EXERCISE AIM:
Write the data out again, exactly as given.

== AVAILABLE RECORDS

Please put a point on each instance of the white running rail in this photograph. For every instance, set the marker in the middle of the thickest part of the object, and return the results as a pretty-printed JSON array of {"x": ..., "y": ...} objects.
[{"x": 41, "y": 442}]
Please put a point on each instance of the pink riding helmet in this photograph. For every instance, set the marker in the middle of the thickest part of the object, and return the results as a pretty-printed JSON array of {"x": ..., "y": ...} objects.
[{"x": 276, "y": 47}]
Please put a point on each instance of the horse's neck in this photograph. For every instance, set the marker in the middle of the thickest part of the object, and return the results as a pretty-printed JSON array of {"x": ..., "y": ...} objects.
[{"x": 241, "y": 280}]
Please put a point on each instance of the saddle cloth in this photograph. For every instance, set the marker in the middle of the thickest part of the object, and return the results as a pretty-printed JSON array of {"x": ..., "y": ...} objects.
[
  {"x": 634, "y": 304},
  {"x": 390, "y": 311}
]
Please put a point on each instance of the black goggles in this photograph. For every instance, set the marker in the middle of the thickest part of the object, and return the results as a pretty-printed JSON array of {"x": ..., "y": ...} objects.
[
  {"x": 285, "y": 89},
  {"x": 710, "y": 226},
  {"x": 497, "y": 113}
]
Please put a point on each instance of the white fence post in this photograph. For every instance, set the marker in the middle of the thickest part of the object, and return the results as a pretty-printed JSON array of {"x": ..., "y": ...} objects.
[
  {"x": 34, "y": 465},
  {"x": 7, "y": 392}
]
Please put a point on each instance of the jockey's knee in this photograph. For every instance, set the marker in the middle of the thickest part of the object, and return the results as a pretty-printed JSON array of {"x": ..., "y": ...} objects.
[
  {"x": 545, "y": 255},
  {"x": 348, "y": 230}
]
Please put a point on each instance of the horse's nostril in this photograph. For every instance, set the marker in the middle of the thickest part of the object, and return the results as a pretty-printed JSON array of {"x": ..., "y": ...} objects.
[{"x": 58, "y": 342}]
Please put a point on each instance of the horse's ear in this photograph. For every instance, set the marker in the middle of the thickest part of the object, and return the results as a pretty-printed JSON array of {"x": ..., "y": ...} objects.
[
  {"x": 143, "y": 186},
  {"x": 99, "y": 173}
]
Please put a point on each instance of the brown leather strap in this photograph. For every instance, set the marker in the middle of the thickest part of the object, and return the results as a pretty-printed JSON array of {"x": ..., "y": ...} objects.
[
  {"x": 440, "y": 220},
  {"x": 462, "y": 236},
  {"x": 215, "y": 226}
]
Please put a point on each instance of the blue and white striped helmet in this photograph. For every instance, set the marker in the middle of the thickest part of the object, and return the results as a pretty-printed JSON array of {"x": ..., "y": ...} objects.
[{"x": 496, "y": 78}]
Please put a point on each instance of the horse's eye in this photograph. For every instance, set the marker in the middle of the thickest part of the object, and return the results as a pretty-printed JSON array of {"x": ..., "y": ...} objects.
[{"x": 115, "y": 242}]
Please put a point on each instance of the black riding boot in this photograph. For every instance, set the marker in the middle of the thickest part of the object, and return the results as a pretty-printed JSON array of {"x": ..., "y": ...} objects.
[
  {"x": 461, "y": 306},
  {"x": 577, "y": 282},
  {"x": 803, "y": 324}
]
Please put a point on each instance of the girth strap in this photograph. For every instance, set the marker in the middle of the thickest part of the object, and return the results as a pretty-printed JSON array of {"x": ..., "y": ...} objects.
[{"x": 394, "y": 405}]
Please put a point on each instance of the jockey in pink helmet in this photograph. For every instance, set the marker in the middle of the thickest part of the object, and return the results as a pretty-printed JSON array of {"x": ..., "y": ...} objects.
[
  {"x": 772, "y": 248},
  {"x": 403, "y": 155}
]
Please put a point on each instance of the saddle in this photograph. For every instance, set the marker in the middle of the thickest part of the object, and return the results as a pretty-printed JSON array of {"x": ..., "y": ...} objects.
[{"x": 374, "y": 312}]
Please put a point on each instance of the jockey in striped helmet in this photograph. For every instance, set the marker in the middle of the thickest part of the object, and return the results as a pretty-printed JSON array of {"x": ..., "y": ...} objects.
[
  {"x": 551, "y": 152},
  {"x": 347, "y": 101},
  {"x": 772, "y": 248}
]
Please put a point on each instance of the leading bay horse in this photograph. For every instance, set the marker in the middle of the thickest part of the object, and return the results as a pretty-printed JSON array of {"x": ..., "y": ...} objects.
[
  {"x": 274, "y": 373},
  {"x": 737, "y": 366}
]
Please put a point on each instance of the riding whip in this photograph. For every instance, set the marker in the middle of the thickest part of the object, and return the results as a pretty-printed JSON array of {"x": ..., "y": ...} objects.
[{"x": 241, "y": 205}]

====

EXERCISE ANSWER:
Please put a point on each instance of the white running rail in this photograph. For every instance, set the marker in the middle of the thickest part of the object, and return the results as a pretty-printed JSON array of {"x": ..., "y": ...} objects.
[{"x": 41, "y": 442}]
Please put a point on each instance of the pink riding helmet in this photograph. For every instance, set the marker in the middle of the thickest part of the object, and return the results as a pretty-printed JSON array of {"x": ..., "y": ...} objects.
[{"x": 276, "y": 47}]
Please put a point on each instance of the horse's neck in this photograph. For every instance, set the marker in the middle of the thickest part of the object, and return the results as a pretty-printed JSON array of {"x": ..., "y": ...} objects.
[{"x": 241, "y": 280}]
Please put a point on each instance of the saddle cloth in this photograph. For every instance, set the marker in the middle of the thickest part of the object, and return the results as a pretty-printed JSON array of {"x": ..., "y": ...} objects.
[
  {"x": 634, "y": 304},
  {"x": 390, "y": 311}
]
Please put a point on each instance of the black goggles in this photograph. For every instance, set the marker in the middle of the thickest part of the object, and return the results as a pretty-printed JSON array of {"x": ..., "y": ...} objects.
[
  {"x": 285, "y": 89},
  {"x": 710, "y": 226},
  {"x": 497, "y": 113}
]
Please put a point on each instance of the white fence post in this photograph. For every instance, set the marker in the middle of the thickest part of the object, and return the results as a pretty-printed JSON array of {"x": ..., "y": ...} objects.
[
  {"x": 34, "y": 465},
  {"x": 7, "y": 392}
]
Please put a point on each instance of the jockey's knee in this photograph. For every instance, set the marker in the middle of the thickest part of the object, and return the results as a pretty-printed JSON array of {"x": ..., "y": ...} objects.
[
  {"x": 545, "y": 255},
  {"x": 348, "y": 230}
]
Please put a point on each instance of the horse's nostril in this photograph. For every instance, set the marker in the middle of the thickest part of the object, and return the results as a pretty-printed JSON array of {"x": ..., "y": ...} objects.
[{"x": 58, "y": 342}]
Please put a point on each instance of the horse's ear in this photograph. For every instance, set the marker in the middle of the thickest part of the object, and return the results as a pretty-printed JSON array of {"x": ..., "y": ...} objects.
[
  {"x": 143, "y": 186},
  {"x": 99, "y": 173}
]
Please put a point on each instance of the brown leather strap in this photograph. For every instance, set the marker in the middle of the thickest part of the object, and return the results as a pretty-printed JSON array of {"x": ..., "y": ...} objects.
[
  {"x": 440, "y": 220},
  {"x": 462, "y": 236},
  {"x": 215, "y": 226}
]
Please put a point on each instance of the blue and white striped helmet in this photograph. For every instance, set the marker in the middle of the thickest part of the object, and return the results as a pretty-printed JSON array of {"x": ..., "y": ...} objects.
[{"x": 496, "y": 78}]
Please put a point on each instance of the horse's eye in this photograph. For every instance, set the marker in the middle of the thickest part of the object, and return the results as a pretty-printed JSON array of {"x": ..., "y": ...} objects.
[{"x": 115, "y": 242}]
Please put a point on each instance of the black riding boot in this photograph. For every instance, set the marker in the middle of the thickest part of the object, and return the results as a pretty-printed JSON array of {"x": ..., "y": ...} objects.
[
  {"x": 461, "y": 306},
  {"x": 577, "y": 282},
  {"x": 803, "y": 324}
]
Please put a point on each instance of the girth strap in this photograph. For every instance, set the marker in the middle of the thickest part of the object, and return the results as a pretty-printed JSON array of {"x": ..., "y": ...} objects.
[{"x": 394, "y": 405}]
Please put a point on each instance of the jockey in pink helmet in this photograph. For every instance, set the marker in the middle of the thickest part of the object, and return the results as a pretty-printed JSON array of {"x": ..., "y": ...} objects.
[
  {"x": 772, "y": 248},
  {"x": 403, "y": 155}
]
Please put a point on each instance of the saddle in this photograph. For every instance, set the marker in the middle of the thickest part of the object, and return the results as a pretty-printed JSON array of {"x": ..., "y": ...} objects.
[{"x": 374, "y": 312}]
Please put a point on each instance of the jockey in striped helmet in this photograph. For every instance, set the marker in the middle of the thickest part of the object, and return the results as a pretty-printed JSON array of {"x": ..., "y": ...} objects.
[
  {"x": 551, "y": 152},
  {"x": 347, "y": 101},
  {"x": 772, "y": 248}
]
Please put a point on each instance of the leading bay horse in this photograph. For every instance, set the marker in the middle of the thickest part of the object, and return the results as a pretty-printed JSON array of {"x": ..., "y": ...} objects.
[
  {"x": 274, "y": 373},
  {"x": 737, "y": 366}
]
Please put a point on each instance of the riding whip in this photograph. For every instance, set the marker in the middle of the thickest part of the object, and return the results as a pretty-printed JSON array of {"x": ..., "y": ...} objects.
[{"x": 241, "y": 205}]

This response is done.